Extracted text:
══════════════════════════════
Description David Gerber 2006-10-09 07:12:32 UTC
Most recent kernel where this bug did not occur: 
none found
Distribution: 
ubuntu edgy
Hardware Environment: 
Dell Inspiron 9400 (aka E1705), Intel Core 2 T7200, Radeon x1400
Software Environment:
Problem Description:
When X11 is loaded, keyboard events get messed up. For example I press 'a' and 
I see 'aaa' on the screen. This effectively renders the keyboard unusable. I 
can't seem to reproduce that effect both in the console or in gdm, though.

If I boot the kernel with 'noapic' there's no such symptom and the keyboard is 
fine. On the other hand one of the CPU core gets disabled.

Steps to reproduce:
Boot, log into X11, try to type something into any string area. It's not 
possible to predict when the sticky keys effect will happen but it usually 
happens quickly (less than 30 seconds).

It's also possible to reproduce that with a plain ubuntu distribution 'live' 
CD and the vesa driver so that means no proprietary drivers get loaded.
Comment 1 David Gerber 2006-10-09 07:15:22 UTC
Created attachment 9190 [details]
dmesg output

dmesg output (I also tested WITHOUT 'fglrx' loaded and the bug happens as well)
Comment 2 David Gerber 2006-10-09 07:16:36 UTC
Created attachment 9191 [details]
dmidecode output
Comment 3 Dmitry Torokhov 2006-10-09 07:34:39 UTC
Does booting with "nolapic" help?
Comment 4 David Gerber 2006-10-09 08:05:02 UTC
No.
With 'nolapic', both cores are enabled and the bug shows up.
Comment 5 Tarmo T 2006-10-09 18:16:08 UTC
I'm not sure if I'm seeing the exact same issue but when using 2.6.18 or
2.6.18-mm1 the keyboard works fine for several hours and then either just stops
working or gets stuck on one key that was last pressed, never releasing that key
and not generating events for any other key that is pressed.

I'm using an less known brand (Sabio Digital model "SD-MW1 PM") laptop with
1.83Ghz Pentium-M dothan, nvidia geforce 6600 GO. I haven't tried yet with
'noapic' nor 'nolapic'.

Is it likely that my issue is the same one that this bugreport refers to?
══════════════════════════════
Data shown:
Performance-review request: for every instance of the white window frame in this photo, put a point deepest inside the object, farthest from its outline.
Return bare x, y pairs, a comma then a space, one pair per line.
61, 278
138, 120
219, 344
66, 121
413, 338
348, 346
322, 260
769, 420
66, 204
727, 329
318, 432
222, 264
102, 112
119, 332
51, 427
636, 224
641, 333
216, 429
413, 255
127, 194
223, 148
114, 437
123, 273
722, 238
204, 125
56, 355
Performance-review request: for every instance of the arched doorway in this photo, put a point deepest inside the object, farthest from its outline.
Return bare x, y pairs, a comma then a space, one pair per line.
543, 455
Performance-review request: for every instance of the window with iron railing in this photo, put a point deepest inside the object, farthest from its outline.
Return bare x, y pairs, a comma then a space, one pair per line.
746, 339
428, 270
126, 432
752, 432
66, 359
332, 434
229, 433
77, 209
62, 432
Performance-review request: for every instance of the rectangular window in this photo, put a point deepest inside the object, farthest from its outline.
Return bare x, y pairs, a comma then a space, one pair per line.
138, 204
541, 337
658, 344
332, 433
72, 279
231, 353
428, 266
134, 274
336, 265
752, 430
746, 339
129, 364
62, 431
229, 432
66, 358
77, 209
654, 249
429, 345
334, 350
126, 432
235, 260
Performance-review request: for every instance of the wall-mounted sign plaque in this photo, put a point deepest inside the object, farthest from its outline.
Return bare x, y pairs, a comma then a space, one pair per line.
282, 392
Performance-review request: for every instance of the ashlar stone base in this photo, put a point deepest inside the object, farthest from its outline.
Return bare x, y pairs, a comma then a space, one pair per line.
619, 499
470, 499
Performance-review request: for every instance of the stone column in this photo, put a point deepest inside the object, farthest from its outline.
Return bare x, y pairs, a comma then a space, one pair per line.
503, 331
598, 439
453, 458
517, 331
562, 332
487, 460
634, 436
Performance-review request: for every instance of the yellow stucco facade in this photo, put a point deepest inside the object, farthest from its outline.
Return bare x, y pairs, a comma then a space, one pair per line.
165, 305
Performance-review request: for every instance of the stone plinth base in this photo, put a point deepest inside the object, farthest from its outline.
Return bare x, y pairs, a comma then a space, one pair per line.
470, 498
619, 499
══════════════════════════════
Activities:
• A. Answer these from the keyboard bug report:
(i) What laptop model did the first reporter use?
(ii) Besides fixing the keyboard, what does booting with 'noapic' do?
(iii) Which kernels was Tarmo T using when the keyboard failed?
• B. Say whether each statement agrees with the keyboard bug report. Answer yes or no, and quote the words that decide it.
(i) The bug also shows up with a live CD and the vesa driver.
(ii) Booting with 'nolapic' makes the bug go away.
(iii) Tarmo T had already tried booting with 'noapic'.
• C. Write the next part of the keyboard bug report thread, picking up after its last comment.
You won't need the listing for any of this.

Answers by task:
• A.
(i) A Dell Inspiron 9400 (aka E1705).
(ii) It disables one of the CPU cores.
(iii) 2.6.18 or 2.6.18-mm1.

• B.
(i) Yes: "It's also possible to reproduce that with a plain ubuntu distribution 'live' CD and the vesa driver"
(ii) No: "With 'nolapic', both cores are enabled and the bug shows up."
(iii) No: "I haven't tried yet with 'noapic' nor 'nolapic'."

• C.
Comment 6 David Gerber 2006-10-09 19:00:56 UTC
I don't think so. The bug shows up pretty quickly and effectively renders the
machine unusable (if you use X11, that is.. all the rest seems to work fine).
Comment 7 Frank Sorenson 2006-10-09 19:37:32 UTC
I also see this keyboard stuttering in X.  I've got a Dell Inspiron E1705, like
David Gerber, however booting with 'nolapic' solves the keyboard-repeat problem
for me (but disables one of the CPU cores).

When the extra keyboard events are coming through, I see interrupt 1 in
/proc/interrupts incrementing by the number of characters that X sees, not the
number of key events I really generated:

         CPU0       CPU1
1:       3666       3713    IO-APIC-edge  i8042 

With 'nolapic', all the interrupt triggers are XT-PIC, and no extra interrupts
are received.
Comment 8 Dmitry Torokhov 2006-10-09 19:42:24 UTC
David, I wonder if it is timer issue. What 
does "cat /sys/devices/system/clocksource/clocksource0/*" show on your system?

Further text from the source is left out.